TASK PROMPT = Select every line in the material below that contains the word "jersey", and copy each such line in full.

= = = =

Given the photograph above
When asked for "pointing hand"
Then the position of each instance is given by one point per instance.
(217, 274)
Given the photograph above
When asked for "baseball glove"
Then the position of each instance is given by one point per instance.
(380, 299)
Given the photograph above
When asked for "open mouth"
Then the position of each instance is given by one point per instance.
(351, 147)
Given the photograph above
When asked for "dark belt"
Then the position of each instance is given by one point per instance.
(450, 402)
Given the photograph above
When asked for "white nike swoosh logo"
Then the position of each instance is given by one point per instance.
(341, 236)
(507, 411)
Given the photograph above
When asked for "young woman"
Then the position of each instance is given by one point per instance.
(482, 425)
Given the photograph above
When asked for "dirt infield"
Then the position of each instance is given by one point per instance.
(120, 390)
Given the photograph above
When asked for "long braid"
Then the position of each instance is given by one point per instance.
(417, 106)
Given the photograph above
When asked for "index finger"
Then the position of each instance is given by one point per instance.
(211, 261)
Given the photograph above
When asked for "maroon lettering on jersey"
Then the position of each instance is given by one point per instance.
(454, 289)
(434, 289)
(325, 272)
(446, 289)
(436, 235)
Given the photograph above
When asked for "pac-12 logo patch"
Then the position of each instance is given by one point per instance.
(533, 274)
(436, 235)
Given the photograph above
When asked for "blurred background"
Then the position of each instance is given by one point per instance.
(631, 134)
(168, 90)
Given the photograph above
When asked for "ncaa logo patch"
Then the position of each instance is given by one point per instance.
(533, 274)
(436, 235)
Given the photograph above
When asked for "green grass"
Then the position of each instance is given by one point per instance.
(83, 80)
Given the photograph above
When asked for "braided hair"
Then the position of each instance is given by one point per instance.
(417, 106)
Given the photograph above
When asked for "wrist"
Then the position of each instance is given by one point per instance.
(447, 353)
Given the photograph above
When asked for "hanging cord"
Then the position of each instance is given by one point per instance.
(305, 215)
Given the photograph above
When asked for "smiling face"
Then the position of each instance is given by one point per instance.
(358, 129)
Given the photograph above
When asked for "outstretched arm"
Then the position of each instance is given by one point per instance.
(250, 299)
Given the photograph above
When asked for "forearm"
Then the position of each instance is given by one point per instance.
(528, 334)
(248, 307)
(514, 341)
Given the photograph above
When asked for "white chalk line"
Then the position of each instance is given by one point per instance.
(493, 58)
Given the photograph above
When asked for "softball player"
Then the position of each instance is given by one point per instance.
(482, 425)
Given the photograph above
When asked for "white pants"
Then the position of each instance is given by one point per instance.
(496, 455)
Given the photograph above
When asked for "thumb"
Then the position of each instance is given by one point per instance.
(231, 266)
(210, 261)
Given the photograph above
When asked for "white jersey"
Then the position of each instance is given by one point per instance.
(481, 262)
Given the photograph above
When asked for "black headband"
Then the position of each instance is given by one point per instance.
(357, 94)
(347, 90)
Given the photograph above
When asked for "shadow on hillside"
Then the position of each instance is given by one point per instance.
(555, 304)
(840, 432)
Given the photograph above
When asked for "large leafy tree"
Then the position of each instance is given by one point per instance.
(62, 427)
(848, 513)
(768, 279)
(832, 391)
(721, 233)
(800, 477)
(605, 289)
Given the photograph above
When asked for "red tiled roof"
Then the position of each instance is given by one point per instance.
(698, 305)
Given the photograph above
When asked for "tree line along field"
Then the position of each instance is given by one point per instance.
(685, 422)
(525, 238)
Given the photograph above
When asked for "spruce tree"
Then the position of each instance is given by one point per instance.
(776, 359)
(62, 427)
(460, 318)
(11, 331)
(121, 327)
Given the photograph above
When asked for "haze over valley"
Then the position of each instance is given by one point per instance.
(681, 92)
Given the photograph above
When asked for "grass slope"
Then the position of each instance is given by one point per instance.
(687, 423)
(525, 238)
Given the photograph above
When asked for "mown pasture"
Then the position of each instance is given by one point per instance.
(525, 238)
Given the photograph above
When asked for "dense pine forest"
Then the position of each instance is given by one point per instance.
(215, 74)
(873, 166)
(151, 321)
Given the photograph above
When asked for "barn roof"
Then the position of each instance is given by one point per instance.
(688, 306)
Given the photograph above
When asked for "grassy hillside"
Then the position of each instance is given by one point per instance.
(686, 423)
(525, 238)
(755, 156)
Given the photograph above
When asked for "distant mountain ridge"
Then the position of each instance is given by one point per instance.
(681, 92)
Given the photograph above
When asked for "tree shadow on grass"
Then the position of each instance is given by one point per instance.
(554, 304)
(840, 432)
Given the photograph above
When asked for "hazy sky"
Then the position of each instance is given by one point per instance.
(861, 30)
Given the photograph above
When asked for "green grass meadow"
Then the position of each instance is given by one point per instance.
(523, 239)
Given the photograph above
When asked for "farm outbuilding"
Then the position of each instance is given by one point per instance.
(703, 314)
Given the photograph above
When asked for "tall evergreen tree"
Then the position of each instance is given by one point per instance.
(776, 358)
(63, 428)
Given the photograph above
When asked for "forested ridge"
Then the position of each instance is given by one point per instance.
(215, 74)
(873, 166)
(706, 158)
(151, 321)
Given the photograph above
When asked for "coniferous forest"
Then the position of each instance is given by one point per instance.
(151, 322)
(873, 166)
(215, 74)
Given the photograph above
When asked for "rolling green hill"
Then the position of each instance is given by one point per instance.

= = = =

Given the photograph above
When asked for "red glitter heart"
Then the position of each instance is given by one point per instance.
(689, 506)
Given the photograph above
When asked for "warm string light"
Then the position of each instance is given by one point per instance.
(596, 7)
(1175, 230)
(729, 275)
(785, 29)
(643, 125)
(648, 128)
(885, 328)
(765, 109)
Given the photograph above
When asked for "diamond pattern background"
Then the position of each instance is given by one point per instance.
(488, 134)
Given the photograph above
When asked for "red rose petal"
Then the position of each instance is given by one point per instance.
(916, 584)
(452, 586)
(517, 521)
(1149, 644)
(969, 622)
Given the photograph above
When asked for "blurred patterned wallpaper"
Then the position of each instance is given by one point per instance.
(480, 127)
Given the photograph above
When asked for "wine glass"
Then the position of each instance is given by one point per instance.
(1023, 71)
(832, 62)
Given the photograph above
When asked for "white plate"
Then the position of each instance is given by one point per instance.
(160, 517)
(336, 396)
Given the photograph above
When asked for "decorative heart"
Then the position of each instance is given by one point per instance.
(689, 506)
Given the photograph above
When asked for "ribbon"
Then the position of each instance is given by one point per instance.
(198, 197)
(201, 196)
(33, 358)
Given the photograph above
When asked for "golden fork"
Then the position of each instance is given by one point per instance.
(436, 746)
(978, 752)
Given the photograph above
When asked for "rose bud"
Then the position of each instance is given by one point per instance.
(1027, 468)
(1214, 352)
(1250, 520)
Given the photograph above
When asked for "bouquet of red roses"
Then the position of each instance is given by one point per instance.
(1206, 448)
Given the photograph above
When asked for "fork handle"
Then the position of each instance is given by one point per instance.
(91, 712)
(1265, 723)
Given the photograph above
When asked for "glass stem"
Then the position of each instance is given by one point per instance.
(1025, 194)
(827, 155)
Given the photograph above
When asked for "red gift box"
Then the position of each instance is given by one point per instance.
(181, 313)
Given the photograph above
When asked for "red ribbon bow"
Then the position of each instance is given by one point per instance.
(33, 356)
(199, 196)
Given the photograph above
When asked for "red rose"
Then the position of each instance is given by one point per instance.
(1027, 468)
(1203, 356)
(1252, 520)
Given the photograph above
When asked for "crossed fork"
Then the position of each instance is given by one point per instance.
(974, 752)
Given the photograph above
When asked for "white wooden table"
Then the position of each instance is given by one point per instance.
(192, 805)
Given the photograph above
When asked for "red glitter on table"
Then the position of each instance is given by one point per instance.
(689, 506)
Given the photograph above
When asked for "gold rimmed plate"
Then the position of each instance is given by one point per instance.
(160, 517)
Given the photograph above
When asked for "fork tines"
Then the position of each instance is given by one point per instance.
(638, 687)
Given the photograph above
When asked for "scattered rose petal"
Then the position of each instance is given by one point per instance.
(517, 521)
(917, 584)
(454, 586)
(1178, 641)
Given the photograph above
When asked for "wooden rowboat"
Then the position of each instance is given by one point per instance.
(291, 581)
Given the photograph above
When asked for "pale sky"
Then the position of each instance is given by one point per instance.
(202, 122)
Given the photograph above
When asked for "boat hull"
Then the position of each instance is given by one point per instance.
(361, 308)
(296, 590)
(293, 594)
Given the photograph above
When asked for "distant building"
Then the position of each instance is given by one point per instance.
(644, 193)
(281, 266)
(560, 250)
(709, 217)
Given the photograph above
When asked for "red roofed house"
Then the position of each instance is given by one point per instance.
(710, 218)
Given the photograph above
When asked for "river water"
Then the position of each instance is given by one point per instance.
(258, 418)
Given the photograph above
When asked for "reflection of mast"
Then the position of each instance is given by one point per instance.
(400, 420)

= = = =

WRITTEN SOLUTION =
When asked for "maroon lettering on jersey"
When asked for "white jersey"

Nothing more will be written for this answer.